• WHAT THE TASK REQUIRES
Lay out the lines of the listing below as a numbered list without blank lines, starting with the line that contains "Task: point out the golden" and going on through the line that contains "[[321, 250], [326, 250], [58, 199], [363, 145]]".
_ _ _ _
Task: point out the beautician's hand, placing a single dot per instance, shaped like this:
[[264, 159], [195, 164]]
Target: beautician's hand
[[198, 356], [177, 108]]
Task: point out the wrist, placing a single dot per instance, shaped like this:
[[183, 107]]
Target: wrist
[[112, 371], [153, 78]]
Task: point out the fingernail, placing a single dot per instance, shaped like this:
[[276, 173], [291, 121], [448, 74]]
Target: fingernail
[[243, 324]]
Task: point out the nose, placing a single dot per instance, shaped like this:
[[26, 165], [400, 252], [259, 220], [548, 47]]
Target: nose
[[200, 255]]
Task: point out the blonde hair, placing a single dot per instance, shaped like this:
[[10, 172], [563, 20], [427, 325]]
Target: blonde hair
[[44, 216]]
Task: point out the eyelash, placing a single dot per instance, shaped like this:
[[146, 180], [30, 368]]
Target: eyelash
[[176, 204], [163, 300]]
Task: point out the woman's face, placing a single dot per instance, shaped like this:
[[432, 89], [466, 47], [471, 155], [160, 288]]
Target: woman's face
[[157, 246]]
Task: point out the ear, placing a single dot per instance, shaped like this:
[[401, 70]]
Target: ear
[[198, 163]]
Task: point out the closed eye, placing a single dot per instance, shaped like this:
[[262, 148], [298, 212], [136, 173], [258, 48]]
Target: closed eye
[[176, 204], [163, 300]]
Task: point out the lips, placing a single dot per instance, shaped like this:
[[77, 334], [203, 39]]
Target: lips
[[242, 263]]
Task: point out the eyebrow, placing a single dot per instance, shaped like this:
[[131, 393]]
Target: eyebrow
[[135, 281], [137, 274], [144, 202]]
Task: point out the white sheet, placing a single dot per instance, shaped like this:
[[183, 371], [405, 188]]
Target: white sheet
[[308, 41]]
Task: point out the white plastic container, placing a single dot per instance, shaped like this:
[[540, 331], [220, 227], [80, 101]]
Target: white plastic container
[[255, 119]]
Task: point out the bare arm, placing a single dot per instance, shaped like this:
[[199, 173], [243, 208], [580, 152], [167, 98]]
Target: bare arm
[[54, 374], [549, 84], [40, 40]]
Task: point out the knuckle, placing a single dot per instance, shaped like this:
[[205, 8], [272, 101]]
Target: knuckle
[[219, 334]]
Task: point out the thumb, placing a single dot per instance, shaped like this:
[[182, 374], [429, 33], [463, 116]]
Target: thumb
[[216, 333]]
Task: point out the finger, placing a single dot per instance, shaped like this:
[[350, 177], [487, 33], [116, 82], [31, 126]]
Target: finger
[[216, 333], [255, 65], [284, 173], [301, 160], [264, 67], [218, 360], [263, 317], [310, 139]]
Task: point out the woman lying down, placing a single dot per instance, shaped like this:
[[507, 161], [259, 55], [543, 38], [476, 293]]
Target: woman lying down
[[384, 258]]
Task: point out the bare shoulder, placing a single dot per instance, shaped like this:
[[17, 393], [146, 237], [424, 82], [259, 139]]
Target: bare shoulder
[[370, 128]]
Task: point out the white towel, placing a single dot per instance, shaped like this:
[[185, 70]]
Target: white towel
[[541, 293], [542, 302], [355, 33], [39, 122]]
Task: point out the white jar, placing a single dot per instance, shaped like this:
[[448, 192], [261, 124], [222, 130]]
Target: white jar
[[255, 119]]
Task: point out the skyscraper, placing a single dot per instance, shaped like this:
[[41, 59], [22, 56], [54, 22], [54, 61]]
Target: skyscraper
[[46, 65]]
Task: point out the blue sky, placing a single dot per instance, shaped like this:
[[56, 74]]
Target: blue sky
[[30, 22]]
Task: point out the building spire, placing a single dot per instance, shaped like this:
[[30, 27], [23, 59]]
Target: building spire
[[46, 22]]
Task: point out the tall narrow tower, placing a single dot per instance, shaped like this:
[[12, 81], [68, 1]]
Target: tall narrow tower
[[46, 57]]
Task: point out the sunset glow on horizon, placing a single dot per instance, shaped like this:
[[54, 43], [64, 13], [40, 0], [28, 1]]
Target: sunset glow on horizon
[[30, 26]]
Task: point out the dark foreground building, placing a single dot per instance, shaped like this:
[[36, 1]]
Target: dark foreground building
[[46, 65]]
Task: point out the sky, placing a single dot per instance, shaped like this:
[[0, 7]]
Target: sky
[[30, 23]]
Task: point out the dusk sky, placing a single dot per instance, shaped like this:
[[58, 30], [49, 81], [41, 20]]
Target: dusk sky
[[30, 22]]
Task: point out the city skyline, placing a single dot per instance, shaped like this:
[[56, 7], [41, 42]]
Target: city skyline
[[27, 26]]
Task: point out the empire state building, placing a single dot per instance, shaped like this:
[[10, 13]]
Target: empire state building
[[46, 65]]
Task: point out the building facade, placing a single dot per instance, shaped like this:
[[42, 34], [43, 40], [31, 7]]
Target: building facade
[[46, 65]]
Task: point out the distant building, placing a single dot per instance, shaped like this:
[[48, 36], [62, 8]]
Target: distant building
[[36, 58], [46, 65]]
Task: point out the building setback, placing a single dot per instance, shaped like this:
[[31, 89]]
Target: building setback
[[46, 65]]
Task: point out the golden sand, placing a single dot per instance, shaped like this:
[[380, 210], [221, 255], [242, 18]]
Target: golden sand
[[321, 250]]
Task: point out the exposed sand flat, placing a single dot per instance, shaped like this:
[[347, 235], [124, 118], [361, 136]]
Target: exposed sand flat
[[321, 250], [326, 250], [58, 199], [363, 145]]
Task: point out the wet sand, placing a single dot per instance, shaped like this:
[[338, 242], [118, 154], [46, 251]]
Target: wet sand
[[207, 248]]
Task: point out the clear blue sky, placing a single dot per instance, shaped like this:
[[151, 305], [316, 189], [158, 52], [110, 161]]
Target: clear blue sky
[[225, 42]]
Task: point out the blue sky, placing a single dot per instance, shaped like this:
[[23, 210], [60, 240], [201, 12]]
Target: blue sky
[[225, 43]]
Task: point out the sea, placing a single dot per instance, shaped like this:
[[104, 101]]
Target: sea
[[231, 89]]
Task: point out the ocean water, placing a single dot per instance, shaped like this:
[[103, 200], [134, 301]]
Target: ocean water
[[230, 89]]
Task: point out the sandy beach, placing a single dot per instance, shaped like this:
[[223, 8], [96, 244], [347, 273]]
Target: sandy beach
_ _ _ _
• SOLUTION TO THE EXERCISE
1. Task: point out the golden sand, placing a single dot per instance, shaped like this:
2. [[380, 210], [221, 255], [242, 18]]
3. Target: golden sand
4. [[321, 250]]
5. Task: point out the exposed sand flat, placing a single dot per instance, shaped like this:
6. [[347, 235], [124, 118], [361, 136]]
7. Target: exposed sand flat
8. [[321, 250], [326, 250], [58, 199], [363, 145]]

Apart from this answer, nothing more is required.